++++ Data to use

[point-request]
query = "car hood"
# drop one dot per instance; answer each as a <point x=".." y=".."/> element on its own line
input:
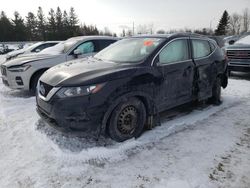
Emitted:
<point x="238" y="46"/>
<point x="20" y="60"/>
<point x="85" y="71"/>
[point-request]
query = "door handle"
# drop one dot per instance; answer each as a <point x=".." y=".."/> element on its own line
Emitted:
<point x="187" y="71"/>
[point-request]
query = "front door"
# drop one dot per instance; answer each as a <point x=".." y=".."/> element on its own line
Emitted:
<point x="87" y="48"/>
<point x="177" y="68"/>
<point x="206" y="69"/>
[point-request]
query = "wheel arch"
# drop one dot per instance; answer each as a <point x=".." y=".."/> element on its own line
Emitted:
<point x="144" y="98"/>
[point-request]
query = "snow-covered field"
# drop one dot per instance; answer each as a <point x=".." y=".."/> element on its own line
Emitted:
<point x="203" y="147"/>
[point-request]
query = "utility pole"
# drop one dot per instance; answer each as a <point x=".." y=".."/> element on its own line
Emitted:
<point x="133" y="28"/>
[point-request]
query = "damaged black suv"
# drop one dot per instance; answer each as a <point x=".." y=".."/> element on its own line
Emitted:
<point x="122" y="88"/>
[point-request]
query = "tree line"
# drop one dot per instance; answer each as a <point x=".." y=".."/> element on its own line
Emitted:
<point x="57" y="25"/>
<point x="234" y="24"/>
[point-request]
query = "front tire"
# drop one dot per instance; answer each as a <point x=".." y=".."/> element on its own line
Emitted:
<point x="127" y="120"/>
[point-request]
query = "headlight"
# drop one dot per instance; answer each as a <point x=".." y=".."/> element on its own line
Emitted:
<point x="79" y="91"/>
<point x="21" y="68"/>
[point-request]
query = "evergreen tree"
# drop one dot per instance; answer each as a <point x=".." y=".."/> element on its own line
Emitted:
<point x="223" y="24"/>
<point x="52" y="27"/>
<point x="73" y="21"/>
<point x="41" y="24"/>
<point x="31" y="27"/>
<point x="65" y="23"/>
<point x="6" y="28"/>
<point x="59" y="24"/>
<point x="19" y="27"/>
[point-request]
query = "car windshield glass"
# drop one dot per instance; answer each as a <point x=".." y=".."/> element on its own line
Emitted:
<point x="244" y="40"/>
<point x="32" y="46"/>
<point x="129" y="50"/>
<point x="61" y="47"/>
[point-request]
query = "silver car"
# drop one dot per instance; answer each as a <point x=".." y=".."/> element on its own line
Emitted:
<point x="23" y="72"/>
<point x="34" y="48"/>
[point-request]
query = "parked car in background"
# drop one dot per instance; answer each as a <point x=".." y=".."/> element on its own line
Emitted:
<point x="239" y="55"/>
<point x="37" y="47"/>
<point x="124" y="86"/>
<point x="23" y="72"/>
<point x="5" y="49"/>
<point x="219" y="40"/>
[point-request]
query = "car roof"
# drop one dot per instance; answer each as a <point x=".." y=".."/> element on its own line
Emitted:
<point x="93" y="37"/>
<point x="171" y="35"/>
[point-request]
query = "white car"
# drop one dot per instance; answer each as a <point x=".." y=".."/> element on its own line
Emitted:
<point x="34" y="48"/>
<point x="23" y="72"/>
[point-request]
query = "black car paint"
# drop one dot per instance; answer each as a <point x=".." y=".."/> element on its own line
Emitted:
<point x="158" y="87"/>
<point x="238" y="62"/>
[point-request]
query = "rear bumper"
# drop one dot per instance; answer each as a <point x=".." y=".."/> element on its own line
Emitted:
<point x="239" y="65"/>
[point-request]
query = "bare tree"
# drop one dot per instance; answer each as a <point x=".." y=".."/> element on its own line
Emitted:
<point x="245" y="20"/>
<point x="235" y="23"/>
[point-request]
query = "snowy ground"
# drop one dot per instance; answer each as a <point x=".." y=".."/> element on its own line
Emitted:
<point x="203" y="147"/>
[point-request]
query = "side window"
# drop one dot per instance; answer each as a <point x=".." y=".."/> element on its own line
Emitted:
<point x="212" y="46"/>
<point x="174" y="52"/>
<point x="104" y="43"/>
<point x="201" y="48"/>
<point x="86" y="47"/>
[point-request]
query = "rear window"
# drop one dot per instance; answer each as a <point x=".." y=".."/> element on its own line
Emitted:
<point x="201" y="48"/>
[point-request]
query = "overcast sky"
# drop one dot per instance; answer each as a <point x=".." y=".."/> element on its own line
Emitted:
<point x="163" y="14"/>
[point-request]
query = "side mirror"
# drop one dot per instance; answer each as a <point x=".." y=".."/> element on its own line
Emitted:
<point x="77" y="52"/>
<point x="231" y="42"/>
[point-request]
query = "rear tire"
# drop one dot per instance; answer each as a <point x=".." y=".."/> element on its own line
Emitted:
<point x="216" y="97"/>
<point x="127" y="120"/>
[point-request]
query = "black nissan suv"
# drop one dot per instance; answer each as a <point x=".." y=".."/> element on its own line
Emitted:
<point x="123" y="88"/>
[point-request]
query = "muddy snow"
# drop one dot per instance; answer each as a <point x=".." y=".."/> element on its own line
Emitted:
<point x="201" y="147"/>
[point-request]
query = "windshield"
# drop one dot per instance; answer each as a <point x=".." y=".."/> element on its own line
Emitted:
<point x="244" y="40"/>
<point x="129" y="50"/>
<point x="61" y="47"/>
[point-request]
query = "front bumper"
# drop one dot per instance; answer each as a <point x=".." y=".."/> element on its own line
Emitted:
<point x="71" y="113"/>
<point x="239" y="65"/>
<point x="14" y="80"/>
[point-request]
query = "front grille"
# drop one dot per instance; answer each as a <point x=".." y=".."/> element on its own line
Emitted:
<point x="238" y="54"/>
<point x="3" y="71"/>
<point x="44" y="89"/>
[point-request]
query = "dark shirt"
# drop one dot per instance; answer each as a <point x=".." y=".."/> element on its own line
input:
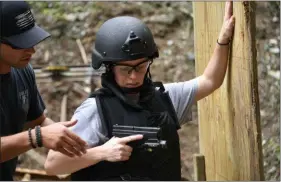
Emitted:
<point x="20" y="102"/>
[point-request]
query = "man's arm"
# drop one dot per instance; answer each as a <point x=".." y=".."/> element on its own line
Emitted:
<point x="54" y="136"/>
<point x="115" y="149"/>
<point x="42" y="121"/>
<point x="213" y="75"/>
<point x="14" y="145"/>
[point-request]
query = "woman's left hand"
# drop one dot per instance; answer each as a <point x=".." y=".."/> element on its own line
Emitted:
<point x="228" y="24"/>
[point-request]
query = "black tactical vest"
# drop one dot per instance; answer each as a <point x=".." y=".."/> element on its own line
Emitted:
<point x="154" y="109"/>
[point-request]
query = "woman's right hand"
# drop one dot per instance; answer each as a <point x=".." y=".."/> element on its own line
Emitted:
<point x="116" y="149"/>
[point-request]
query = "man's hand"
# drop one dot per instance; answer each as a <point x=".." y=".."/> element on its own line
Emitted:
<point x="116" y="149"/>
<point x="228" y="24"/>
<point x="59" y="138"/>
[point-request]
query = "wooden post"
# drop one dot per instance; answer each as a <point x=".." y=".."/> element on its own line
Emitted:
<point x="199" y="167"/>
<point x="229" y="119"/>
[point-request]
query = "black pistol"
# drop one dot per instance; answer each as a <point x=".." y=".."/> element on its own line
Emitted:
<point x="151" y="136"/>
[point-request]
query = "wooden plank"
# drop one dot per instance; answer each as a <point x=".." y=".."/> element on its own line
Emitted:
<point x="229" y="119"/>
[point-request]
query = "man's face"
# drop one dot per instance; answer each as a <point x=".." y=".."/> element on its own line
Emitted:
<point x="131" y="74"/>
<point x="17" y="58"/>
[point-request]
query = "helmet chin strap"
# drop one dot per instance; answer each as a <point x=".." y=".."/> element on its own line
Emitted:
<point x="136" y="90"/>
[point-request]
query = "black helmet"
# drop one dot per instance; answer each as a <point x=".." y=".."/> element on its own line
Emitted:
<point x="121" y="39"/>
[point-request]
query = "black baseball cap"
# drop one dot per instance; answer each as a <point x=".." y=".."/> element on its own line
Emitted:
<point x="18" y="26"/>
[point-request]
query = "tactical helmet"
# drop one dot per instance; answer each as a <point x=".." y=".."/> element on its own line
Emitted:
<point x="123" y="38"/>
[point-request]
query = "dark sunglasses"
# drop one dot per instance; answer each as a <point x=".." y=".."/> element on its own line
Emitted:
<point x="139" y="68"/>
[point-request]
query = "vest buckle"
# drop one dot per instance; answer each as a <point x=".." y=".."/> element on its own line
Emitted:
<point x="126" y="177"/>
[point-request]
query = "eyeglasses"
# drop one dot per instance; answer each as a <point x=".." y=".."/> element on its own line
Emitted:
<point x="127" y="70"/>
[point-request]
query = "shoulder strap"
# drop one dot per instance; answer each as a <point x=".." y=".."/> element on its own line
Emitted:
<point x="102" y="114"/>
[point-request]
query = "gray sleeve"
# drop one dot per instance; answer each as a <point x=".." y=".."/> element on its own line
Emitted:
<point x="182" y="95"/>
<point x="89" y="126"/>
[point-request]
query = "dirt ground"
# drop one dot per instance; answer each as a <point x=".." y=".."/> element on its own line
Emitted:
<point x="172" y="25"/>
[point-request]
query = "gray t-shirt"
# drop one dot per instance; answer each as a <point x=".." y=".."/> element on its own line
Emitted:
<point x="90" y="128"/>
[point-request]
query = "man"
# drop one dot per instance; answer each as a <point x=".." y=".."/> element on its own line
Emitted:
<point x="126" y="47"/>
<point x="20" y="100"/>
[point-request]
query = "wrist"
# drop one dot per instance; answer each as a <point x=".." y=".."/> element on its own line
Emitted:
<point x="223" y="40"/>
<point x="100" y="153"/>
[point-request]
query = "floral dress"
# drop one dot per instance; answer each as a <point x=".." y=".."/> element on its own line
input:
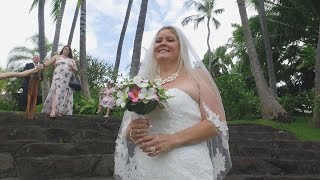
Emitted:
<point x="60" y="88"/>
<point x="108" y="100"/>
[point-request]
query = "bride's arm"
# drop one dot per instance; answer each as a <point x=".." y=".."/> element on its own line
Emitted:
<point x="166" y="142"/>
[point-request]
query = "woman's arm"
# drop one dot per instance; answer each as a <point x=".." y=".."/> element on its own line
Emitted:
<point x="73" y="67"/>
<point x="51" y="61"/>
<point x="19" y="74"/>
<point x="166" y="142"/>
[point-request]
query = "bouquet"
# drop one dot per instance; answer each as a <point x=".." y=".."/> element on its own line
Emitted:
<point x="140" y="95"/>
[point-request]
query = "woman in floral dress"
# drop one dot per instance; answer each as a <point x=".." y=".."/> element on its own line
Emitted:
<point x="60" y="98"/>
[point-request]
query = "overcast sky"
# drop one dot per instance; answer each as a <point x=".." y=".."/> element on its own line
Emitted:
<point x="104" y="23"/>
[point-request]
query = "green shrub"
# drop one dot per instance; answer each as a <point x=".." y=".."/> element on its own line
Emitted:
<point x="298" y="102"/>
<point x="239" y="101"/>
<point x="7" y="105"/>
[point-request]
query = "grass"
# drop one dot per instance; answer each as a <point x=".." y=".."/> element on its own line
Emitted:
<point x="301" y="127"/>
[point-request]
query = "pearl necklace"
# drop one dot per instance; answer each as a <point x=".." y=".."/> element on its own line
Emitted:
<point x="161" y="82"/>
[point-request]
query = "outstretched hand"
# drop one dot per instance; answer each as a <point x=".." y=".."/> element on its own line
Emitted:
<point x="138" y="129"/>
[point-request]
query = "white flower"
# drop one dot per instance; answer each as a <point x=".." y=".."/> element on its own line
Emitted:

++++++++

● **Your objective**
Locate every line in the listing above that contains the string "woman", matching case exactly, and copy each of those lines.

● **Answer in full**
query = "woman's left hand"
query = "woman's right hand"
query = "woman's arm"
query = "woman in floral dress"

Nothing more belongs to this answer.